== FRAGMENTO DE TEXTO
Pues no: a los nacionalistas les encanta trazar fronteras, marcar la diferencia. Yo y tú, nosotros y ellos: siempre el burro por delante; ejemplo este, el del asno, muy pertinente para definir la irracional terquedad patriotera. Por cierto, ¿serán conscientes de la acertada elección que han hecho los catalanistas al reivindicar el ruc català como emblema ideológico?

Y es que, como está demostrado hasta la saciedad, aunque aporte usted datos históricos, hechos comprobados, evidencias científicas o argumentos basados en la razón y la lógica, verá que al rocín, cuando se envuelve en la bandera, le entran por una oreja y le salen por la otra. Fenómeno notable éste, en virtud del cual el nacionalismo es capaz de vivir y crecer alegremente, absolutamente inmune a la realidad y al sentido común. Delata así, al menos, su naturaleza, por completo ajena al pensamiento y la inteligencia.
====
◆ **EJERCICIOS**
1 > Por favor, reescribe el tramo del fragmento que va desde "Pues no: a los" hasta "como emblema ideológico?", sustituyendo "burro" por "caballo".
2 > Responde a partir del fragmento:
(a) ¿Qué emblema ideológico reivindican los catalanistas?
(b) ¿A qué es inmune el nacionalismo?
(c) ¿A qué es ajena la naturaleza del nacionalismo?
Las filas no guardan ninguna relación con el fragmento.
== DATOS PROPORCIONADOS
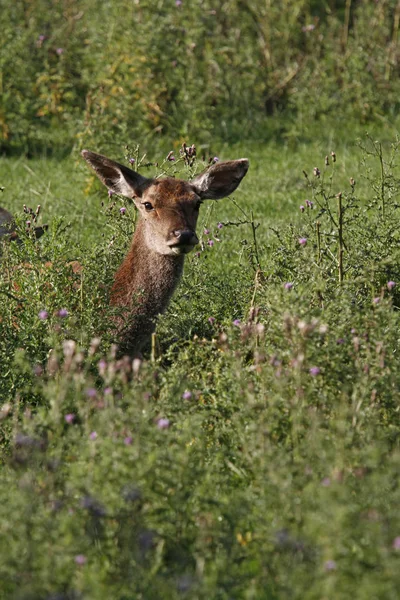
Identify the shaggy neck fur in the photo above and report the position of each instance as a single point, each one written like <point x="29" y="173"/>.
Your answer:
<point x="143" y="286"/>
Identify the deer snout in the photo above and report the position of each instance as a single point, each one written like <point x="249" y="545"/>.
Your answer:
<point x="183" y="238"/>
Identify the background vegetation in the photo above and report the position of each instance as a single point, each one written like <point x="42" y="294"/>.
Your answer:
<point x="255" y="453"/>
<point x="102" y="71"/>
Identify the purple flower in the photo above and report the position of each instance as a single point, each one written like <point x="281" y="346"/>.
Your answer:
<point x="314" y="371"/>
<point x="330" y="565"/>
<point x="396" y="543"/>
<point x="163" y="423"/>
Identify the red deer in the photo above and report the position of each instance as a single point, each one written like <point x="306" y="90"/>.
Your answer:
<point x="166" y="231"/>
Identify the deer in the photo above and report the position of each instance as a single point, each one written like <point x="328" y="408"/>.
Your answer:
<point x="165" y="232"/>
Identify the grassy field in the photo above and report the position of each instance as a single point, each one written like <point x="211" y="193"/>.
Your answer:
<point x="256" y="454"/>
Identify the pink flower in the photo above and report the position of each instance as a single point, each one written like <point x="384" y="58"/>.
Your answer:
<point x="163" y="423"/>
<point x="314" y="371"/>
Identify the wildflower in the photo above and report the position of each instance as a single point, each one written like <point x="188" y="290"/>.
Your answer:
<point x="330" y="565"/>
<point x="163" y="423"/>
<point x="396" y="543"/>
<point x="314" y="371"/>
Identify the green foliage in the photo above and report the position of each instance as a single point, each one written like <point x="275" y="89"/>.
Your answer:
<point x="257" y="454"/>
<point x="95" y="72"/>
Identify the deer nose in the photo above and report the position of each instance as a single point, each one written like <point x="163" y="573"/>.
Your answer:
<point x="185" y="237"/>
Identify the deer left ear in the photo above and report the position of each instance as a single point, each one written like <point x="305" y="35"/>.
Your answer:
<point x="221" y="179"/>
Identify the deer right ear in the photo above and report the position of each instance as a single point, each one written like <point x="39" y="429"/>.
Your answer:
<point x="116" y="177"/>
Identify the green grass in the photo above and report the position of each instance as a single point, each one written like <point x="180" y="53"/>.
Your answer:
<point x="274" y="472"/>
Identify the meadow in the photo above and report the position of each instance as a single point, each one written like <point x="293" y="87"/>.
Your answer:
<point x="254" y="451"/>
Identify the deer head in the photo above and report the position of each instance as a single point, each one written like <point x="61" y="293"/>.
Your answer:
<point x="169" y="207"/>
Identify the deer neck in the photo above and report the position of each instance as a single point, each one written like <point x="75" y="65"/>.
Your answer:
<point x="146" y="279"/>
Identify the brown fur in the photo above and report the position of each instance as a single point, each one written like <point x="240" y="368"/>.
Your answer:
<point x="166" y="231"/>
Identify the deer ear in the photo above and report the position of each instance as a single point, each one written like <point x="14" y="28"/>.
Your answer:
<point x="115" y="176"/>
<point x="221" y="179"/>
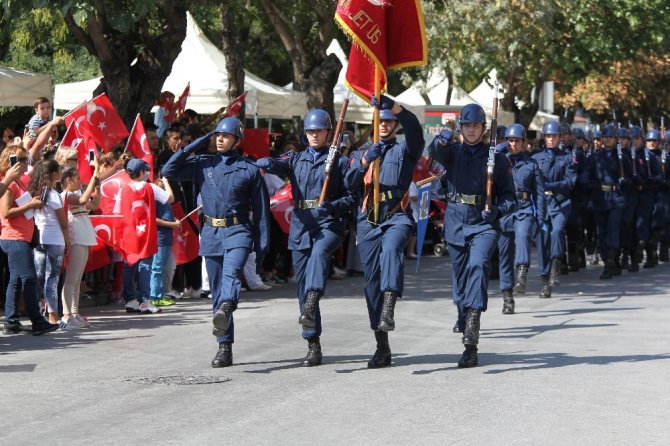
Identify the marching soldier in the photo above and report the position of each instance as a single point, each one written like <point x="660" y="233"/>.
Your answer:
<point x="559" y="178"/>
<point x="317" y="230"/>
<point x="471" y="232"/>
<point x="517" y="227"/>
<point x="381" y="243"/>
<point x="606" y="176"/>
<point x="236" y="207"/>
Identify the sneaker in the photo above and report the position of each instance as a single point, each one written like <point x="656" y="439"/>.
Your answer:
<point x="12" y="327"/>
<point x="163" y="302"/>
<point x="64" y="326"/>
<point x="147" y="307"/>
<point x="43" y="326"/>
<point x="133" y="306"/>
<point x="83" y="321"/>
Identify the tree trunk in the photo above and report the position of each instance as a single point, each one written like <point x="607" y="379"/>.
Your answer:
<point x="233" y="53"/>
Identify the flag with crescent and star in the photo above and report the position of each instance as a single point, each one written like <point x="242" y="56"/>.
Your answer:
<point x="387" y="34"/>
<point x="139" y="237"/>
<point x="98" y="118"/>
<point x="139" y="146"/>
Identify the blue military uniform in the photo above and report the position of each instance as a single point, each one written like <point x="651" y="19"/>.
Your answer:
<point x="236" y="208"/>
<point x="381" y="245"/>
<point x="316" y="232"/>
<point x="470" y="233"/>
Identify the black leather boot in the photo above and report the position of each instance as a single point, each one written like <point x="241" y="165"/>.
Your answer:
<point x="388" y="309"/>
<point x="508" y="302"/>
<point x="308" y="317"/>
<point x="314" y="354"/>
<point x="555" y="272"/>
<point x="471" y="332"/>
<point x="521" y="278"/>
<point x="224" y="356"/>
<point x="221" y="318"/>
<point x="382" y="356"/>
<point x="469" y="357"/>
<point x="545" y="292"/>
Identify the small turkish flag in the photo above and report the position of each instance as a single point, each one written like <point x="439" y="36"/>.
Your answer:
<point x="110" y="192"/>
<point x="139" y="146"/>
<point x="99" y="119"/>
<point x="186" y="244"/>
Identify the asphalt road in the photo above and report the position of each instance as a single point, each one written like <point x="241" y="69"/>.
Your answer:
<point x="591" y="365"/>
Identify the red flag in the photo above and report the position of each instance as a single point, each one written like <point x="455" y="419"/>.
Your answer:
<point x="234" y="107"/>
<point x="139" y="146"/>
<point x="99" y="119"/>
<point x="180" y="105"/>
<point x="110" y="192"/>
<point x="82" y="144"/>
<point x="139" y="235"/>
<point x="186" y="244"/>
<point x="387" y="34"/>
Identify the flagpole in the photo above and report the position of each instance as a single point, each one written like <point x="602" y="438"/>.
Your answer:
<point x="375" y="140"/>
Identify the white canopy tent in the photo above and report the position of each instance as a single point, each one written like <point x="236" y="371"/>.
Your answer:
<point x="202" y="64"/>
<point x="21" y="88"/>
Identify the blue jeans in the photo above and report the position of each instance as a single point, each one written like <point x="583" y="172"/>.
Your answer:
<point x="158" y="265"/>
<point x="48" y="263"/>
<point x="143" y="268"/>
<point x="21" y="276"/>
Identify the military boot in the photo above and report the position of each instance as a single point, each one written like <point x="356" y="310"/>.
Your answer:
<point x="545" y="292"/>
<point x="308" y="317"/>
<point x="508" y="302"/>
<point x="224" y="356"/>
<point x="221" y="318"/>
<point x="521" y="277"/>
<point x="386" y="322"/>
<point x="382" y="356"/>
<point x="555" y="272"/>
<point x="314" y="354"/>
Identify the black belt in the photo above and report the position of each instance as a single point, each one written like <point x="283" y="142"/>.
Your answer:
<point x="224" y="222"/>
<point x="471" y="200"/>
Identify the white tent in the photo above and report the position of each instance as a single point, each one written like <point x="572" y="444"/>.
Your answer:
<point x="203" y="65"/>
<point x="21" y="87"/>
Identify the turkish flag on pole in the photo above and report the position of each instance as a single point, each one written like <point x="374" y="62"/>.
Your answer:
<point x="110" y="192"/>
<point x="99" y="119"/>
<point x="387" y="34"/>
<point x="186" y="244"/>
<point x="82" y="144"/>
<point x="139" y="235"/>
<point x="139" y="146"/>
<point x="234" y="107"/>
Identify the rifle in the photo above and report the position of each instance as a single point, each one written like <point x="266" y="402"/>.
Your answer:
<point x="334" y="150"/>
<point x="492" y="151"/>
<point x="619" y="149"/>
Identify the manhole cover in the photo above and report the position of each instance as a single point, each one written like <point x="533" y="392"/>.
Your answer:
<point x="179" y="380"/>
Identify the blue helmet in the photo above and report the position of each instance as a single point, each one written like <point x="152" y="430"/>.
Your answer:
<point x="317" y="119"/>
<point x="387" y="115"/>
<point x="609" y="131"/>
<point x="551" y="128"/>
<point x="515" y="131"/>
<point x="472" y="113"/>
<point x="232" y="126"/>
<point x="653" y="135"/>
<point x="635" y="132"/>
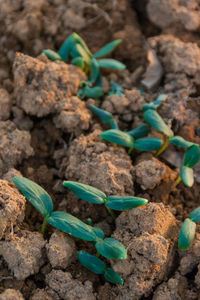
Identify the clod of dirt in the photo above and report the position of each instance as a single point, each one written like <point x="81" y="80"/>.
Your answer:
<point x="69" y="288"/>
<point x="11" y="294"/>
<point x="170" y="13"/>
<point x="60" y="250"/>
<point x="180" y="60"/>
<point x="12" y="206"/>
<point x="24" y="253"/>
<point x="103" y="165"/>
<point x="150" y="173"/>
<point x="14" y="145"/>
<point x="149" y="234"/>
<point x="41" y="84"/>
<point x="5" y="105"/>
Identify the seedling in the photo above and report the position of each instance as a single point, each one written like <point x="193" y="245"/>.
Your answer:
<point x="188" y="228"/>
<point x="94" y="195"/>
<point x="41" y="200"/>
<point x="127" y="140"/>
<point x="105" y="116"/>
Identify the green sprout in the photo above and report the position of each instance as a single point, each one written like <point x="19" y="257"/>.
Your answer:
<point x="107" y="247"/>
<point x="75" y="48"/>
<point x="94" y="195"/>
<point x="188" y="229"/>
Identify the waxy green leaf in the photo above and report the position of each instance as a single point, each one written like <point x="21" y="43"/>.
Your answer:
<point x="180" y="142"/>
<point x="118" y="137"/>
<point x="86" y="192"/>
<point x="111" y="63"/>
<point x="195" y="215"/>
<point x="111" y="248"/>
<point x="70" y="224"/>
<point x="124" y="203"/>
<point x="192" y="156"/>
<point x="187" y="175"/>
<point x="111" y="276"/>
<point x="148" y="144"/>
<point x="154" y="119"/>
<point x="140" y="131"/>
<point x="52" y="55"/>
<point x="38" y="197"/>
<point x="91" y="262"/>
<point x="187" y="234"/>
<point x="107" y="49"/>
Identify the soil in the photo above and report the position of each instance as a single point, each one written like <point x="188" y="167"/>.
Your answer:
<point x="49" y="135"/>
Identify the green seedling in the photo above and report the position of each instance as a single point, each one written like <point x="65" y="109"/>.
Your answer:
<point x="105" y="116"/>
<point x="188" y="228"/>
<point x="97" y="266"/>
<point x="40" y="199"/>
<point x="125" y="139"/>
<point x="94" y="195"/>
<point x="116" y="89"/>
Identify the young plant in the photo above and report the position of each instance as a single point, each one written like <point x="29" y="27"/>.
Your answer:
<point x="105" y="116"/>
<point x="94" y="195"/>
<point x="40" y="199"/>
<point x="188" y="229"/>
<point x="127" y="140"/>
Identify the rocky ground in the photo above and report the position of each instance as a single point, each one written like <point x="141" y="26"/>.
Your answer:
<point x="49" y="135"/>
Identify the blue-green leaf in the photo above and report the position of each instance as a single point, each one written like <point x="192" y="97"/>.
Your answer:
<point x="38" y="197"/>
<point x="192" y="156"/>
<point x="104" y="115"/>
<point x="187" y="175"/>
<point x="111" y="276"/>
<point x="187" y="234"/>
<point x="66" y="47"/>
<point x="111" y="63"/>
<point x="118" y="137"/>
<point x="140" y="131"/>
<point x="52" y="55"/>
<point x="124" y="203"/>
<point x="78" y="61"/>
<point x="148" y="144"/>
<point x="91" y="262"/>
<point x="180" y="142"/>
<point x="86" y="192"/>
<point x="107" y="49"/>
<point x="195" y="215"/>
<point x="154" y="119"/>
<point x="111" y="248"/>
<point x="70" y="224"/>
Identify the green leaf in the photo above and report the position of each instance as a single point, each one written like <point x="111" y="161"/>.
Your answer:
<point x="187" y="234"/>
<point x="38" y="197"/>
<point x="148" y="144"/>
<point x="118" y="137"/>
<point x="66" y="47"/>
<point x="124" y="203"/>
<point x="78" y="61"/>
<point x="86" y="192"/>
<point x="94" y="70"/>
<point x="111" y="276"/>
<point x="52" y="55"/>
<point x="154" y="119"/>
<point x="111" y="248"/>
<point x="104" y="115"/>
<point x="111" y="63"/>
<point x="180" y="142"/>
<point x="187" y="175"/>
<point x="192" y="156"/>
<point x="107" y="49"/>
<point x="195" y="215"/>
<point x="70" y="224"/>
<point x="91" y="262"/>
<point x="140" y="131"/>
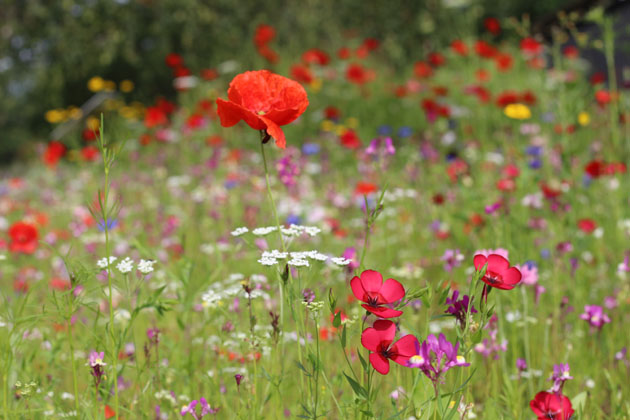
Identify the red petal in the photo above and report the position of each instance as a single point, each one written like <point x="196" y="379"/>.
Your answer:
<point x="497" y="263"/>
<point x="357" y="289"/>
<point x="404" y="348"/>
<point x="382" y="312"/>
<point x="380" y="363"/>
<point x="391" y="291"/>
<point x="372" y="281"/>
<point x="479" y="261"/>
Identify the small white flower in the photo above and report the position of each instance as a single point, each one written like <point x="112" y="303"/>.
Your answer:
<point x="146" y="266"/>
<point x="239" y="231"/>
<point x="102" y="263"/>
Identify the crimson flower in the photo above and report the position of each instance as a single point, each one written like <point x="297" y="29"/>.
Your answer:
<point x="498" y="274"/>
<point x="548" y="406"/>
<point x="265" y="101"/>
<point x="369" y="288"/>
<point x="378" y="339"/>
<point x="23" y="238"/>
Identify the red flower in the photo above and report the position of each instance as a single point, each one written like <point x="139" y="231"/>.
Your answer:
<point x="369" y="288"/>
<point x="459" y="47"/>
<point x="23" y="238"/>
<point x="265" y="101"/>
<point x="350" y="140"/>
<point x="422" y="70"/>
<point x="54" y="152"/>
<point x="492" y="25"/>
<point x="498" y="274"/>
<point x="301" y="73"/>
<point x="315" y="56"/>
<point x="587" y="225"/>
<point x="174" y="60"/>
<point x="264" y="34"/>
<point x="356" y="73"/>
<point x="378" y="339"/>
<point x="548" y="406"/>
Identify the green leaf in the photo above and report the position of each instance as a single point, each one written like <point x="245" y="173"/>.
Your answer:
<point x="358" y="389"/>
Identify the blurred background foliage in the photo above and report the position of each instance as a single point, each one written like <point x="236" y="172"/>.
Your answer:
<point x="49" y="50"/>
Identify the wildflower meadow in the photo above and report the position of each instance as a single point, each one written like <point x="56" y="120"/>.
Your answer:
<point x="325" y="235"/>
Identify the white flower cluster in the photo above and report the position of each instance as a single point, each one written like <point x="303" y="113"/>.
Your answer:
====
◆ **SOLUCIONES**
1 >
Pues no: a los nacionalistas les encanta trazar fronteras, marcar la diferencia. Yo y tú, nosotros y ellos: siempre el caballo por delante; ejemplo este, el del asno, muy pertinente para definir la irracional terquedad patriotera. Por cierto, ¿serán conscientes de la acertada elección que han hecho los catalanistas al reivindicar el ruc català como emblema ideológico?

2 >
(a) El ruc català.
(b) A la realidad y al sentido común.
(c) Al pensamiento y la inteligencia.